Challenge:
Return every line of the data below that contains the word "each". Case counts.

Records provided:
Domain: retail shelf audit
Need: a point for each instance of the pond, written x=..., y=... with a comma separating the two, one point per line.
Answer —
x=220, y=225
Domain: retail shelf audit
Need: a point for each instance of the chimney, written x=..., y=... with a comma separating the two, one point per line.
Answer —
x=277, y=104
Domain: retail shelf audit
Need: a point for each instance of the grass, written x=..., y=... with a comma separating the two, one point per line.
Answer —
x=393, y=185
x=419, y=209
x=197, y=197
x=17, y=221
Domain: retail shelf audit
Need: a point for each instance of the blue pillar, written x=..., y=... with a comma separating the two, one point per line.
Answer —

==

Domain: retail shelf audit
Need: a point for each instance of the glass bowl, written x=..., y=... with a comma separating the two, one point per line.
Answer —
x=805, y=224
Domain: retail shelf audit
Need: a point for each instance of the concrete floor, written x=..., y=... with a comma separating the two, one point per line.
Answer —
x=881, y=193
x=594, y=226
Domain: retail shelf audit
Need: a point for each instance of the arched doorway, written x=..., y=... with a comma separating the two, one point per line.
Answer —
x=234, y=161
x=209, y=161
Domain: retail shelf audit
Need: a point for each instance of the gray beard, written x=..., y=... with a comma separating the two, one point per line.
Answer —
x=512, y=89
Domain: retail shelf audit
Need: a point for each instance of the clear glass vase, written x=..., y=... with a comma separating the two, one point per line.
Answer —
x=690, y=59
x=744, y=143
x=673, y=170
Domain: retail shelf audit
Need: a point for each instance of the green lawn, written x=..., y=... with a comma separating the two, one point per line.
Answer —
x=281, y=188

--

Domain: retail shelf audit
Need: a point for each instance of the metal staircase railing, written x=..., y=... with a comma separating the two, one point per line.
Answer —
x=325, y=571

Final answer:
Need: a point for each instance of the pond, written x=..., y=... with a comma separating the two, one point per line.
Need: a point for each instance of the chimney, written x=..., y=... with a comma separating the two, one point per line.
Need: a point for each instance of the grass, written x=..., y=... with a comma separating the two, one point per line.
Need: a point for each instance of the blue pillar, written x=..., y=... with a comma separating the two, one point per line.
Need: a point for each instance of the glass bowl, written x=..., y=... with a comma separating the two, one point per line.
Need: a point for each instance of the concrete floor, written x=..., y=... with a comma separating the two, one point per line.
Need: a point for each instance of the arched doorway, written x=..., y=... with a comma separating the two, one point per line.
Need: a point for each instance of the gray beard, written x=..., y=... with a comma separating the two, one point per line.
Need: a point for each instance of the clear glass vase, written x=..., y=... with a comma separating the two, one point per line.
Need: a point for each instance of the green lawn, written x=..., y=... with a comma separating the two, one point per line.
Need: a point for each instance of the metal staircase railing, written x=..., y=... with a comma separating the two, one point per line.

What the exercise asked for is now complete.